Extracted data entries
━━━

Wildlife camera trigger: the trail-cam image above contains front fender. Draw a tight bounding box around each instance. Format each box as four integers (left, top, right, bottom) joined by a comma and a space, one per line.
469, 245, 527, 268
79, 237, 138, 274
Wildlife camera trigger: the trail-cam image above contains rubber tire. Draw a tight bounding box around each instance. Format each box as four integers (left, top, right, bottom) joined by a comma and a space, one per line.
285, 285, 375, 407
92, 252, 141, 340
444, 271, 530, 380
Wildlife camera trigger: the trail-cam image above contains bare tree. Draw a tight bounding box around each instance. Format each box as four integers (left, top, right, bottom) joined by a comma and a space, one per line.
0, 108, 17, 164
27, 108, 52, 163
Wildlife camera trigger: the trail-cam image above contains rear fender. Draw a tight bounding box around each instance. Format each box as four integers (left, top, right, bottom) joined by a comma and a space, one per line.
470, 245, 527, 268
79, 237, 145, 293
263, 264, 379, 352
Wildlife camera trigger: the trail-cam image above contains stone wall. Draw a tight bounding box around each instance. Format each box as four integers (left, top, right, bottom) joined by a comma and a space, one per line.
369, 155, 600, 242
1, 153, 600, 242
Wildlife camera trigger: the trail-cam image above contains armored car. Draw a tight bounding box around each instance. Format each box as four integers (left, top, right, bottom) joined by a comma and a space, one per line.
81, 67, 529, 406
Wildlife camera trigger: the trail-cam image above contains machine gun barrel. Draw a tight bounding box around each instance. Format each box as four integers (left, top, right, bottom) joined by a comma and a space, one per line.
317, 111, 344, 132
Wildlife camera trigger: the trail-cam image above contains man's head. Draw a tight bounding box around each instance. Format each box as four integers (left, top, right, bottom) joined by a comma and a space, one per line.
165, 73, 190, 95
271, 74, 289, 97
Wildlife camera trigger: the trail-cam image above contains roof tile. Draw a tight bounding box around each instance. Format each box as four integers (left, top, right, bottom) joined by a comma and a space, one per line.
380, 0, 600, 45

━━━

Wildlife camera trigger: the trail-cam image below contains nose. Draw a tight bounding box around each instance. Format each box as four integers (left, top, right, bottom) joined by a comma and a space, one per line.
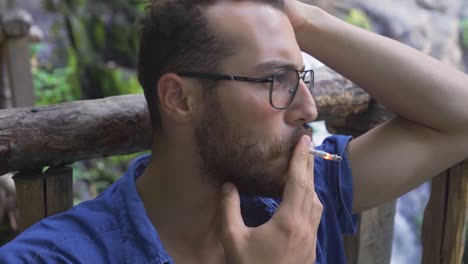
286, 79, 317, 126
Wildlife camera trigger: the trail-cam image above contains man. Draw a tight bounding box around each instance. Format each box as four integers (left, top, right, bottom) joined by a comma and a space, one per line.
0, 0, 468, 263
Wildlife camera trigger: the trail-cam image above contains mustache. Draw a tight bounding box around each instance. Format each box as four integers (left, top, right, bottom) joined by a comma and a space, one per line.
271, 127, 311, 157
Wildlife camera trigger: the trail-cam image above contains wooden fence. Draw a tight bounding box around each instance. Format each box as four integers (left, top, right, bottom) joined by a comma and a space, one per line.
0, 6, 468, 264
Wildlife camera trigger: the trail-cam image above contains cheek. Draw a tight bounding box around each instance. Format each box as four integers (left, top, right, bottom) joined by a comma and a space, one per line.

━━━

◆ **TASK TO CARRY OUT**
Put the lines above into a JSON list of strings, one string per line and no blank lines. Start at the line containing "above contains mustache." and end with the line containing "above contains cheek.".

◆ **THE COMPLETED TASK**
[
  "Wildlife camera trigger: the trail-cam image above contains mustache. Draw a tight bounding box around each instance. Format each box as four integers (left, top, right, bottom) joined by a comma and a space, one per line.",
  "271, 127, 311, 157",
  "Wildlife camera trigger: the trail-cam image above contains wooden fence. Draw a tight bounding box around each instance. Format each box as four integers (left, top, right, bottom) joined by a comma and a space, one per line.",
  "0, 6, 468, 264",
  "Wildlife camera trigger: the trail-cam image above contains cheek. Draw a tight bounding box around each instance. Format each box as four integers (left, top, right, bottom) joined by a comma and a space, one per line."
]